** Start of Source document **
The Monitoring and Alerting Architecture

Think of monitoring as your workflow's nervous system - it collects signals from every component, processes them for insights, and triggers appropriate responses when something needs attention. Using metrics, logs, traces, and custom instrumentation, you can build observability that provides complete visibility into workflow health, performance, and behavior. Understanding metrics collection, alert design, and dashboard creation is essential for operational excellence!

graph TB A[Monitoring & Alerts] --> B[Metrics] A --> C[Logging] A --> D[Alerting] A --> E[Dashboards] B --> F[Performance] B --> G[Health] B --> H[Business] B --> I[Custom] C --> J[Structured] C --> K[Centralized] C --> L[Searchable] C --> M[Contextual] D --> N[Thresholds] D --> O[Anomalies] D --> P[Predictions] D --> Q[Escalation] E --> R[Real-time] E --> S[Historical] E --> T[Executive] E --> U[Operational] V[Integration] --> W[Prometheus] V --> X[Grafana] V --> Y[ELK Stack] V --> Z[PagerDuty] style A fill:#ff6b6b style B fill:#51cf66 style C fill:#339af0 style D fill:#ffd43b style E fill:#ff6b6b style V fill:#51cf66

Real-World Scenario: The Intelligent Operations Platform 🎮

You're building an intelligent operations platform that monitors hundreds of production workflows in real-time, tracks SLAs and performance metrics across all pipelines, detects anomalies and predicts failures before they occur, provides customizable dashboards for different stakeholders, implements intelligent alerting with context and runbooks, maintains comprehensive audit logs for compliance, performs root cause analysis automatically, and optimizes resource usage based on patterns. Your platform must handle massive data volumes, provide sub-second query performance, reduce alert fatigue through intelligent grouping, and deliver actionable insights. Let's build a comprehensive monitoring and alerting system!
** End of Source document **
** Start of Data shown **
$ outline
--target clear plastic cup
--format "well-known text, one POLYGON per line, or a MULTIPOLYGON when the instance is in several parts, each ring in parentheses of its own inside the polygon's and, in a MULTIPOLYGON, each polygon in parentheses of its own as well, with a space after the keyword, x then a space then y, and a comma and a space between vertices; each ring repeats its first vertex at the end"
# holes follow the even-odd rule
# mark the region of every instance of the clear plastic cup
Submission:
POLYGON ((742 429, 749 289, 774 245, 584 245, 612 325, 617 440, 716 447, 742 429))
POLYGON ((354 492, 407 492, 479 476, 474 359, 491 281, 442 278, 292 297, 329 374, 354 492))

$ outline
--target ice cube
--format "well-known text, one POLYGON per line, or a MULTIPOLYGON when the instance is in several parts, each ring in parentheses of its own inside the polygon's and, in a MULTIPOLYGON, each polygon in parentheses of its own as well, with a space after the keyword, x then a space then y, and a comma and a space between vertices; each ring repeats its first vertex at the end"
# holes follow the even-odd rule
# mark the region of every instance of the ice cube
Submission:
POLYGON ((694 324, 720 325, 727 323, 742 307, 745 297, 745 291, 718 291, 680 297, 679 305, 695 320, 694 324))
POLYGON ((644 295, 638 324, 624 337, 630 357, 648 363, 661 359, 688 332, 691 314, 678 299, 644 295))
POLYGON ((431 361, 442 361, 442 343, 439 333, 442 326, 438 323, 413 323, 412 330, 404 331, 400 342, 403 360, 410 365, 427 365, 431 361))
** End of Data shown **
Given instruction 1 ->
Reproduce the stretch of the monitoring and alerting passage from "Real-World Scenario: The" through "and alerting system!".
Given instruction 2 ->
Continue the monitoring and alerting passage from the point at which it ends.

Answer 1 ->
Real-World Scenario: The Intelligent Operations Platform 🎮

You're building an intelligent operations platform that monitors hundreds of production workflows in real-time, tracks SLAs and performance metrics across all pipelines, detects anomalies and predicts failures before they occur, provides customizable dashboards for different stakeholders, implements intelligent alerting with context and runbooks, maintains comprehensive audit logs for compliance, performs root cause analysis automatically, and optimizes resource usage based on patterns. Your platform must handle massive data volumes, provide sub-second query performance, reduce alert fatigue through intelligent grouping, and deliver actionable insights. Let's build a comprehensive monitoring and alerting system!

Answer 2 ->
# Advanced Monitoring and Alerting for Apache Airflow
# pip install apache-airflow prometheus-client grafana-api statsd datadog slack-sdk
# pip install elasticsearch pandas matplotlib seaborn plotly

import os
import json
import logging
import time
from datetime import datetime, timedelta
from typing import Dict, List, Any, Optional, Callable, Union, Tuple
from dataclasses import dataclass, field
from enum import Enum, auto
from collections import defaultdict, deque
import statistics
import numpy as np
from pathlib import Path

# Airflow imports
from airflow import DAG
from airflow.decorators import dag, task
from airflow.operators.python import PythonOperator
from airflow.models import TaskInstance, DagRun, DagModel
from airflow.utils.state import State
from airflow.utils.dates import days_ago
from airflow.models import Variable
from airflow.providers.http.hooks.http import HttpHook

# Monitoring libraries
from prometheus_client import Counter, Gauge, Histogram, Summary, CollectorRegistry, push_to_gateway
import statsd

# Alerting
from slack_sdk import WebClient
from slack_sdk.errors import SlackApiError

# Data analysis
import pandas as pd
import numpy as np
from scipy import stats

# ==================== Metrics Collection ====================

class MetricsCollector:
    """Collect and export metrics from Airflow."""
    
    def __init__(self, registry: Optional[CollectorRegistry] = None):
        """Initialize metrics collector."""
        self.registry = registry or CollectorRegistry()
        self.logger = logging.getLogger(__name__)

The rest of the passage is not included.